Stated goal » Copy out each of the items below word for word, leaving out the pictures.

--- start of Data records ---

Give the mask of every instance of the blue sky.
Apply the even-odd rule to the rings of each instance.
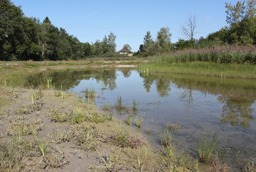
[[[48,16],[52,24],[65,29],[70,35],[82,42],[102,40],[113,32],[116,35],[116,50],[129,44],[132,51],[143,44],[147,31],[154,40],[162,27],[168,27],[172,42],[186,38],[180,33],[180,26],[187,13],[198,17],[194,36],[198,39],[227,26],[224,1],[87,1],[87,0],[14,0],[20,5],[27,17],[39,18],[42,22]],[[237,1],[226,1],[235,5]]]

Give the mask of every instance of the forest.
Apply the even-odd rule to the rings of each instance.
[[[42,22],[27,17],[20,7],[10,0],[0,1],[0,60],[61,60],[88,57],[122,57],[126,54],[116,52],[115,36],[112,32],[95,42],[81,42],[63,28],[55,27],[46,17]],[[252,47],[256,44],[256,1],[239,2],[234,5],[226,3],[228,25],[209,33],[205,38],[194,38],[197,16],[188,15],[187,23],[181,27],[186,40],[172,43],[172,33],[167,27],[160,29],[153,40],[146,32],[143,44],[134,56],[152,56],[184,49],[212,48],[214,46],[236,45]],[[131,47],[124,46],[128,51]]]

--- end of Data records ---

Result »
Give the mask of every instance of the blue sky.
Apply the even-odd rule to the rings of each instance.
[[[48,16],[52,24],[65,29],[70,35],[82,42],[102,40],[113,32],[116,35],[116,50],[129,44],[132,51],[143,44],[147,31],[154,40],[162,27],[168,27],[172,42],[186,38],[180,33],[180,26],[187,13],[198,17],[194,36],[198,39],[227,26],[224,1],[87,1],[87,0],[14,0],[20,5],[27,17],[39,18],[42,22]],[[237,1],[226,1],[235,5]]]

Give the mask of every instance of the forest.
Apply the even-odd rule to the rings of each instance.
[[[42,22],[27,17],[20,7],[10,0],[0,1],[0,60],[61,60],[88,57],[122,57],[126,54],[116,52],[115,36],[112,32],[95,42],[81,42],[63,28],[55,27],[46,17]],[[252,47],[256,44],[256,1],[239,2],[234,5],[226,3],[228,25],[209,33],[205,38],[194,38],[197,16],[188,15],[187,23],[181,27],[186,40],[172,43],[172,33],[167,27],[160,29],[153,40],[146,32],[143,44],[134,56],[152,56],[184,49],[212,48],[214,46],[236,45]],[[131,47],[124,46],[128,51]]]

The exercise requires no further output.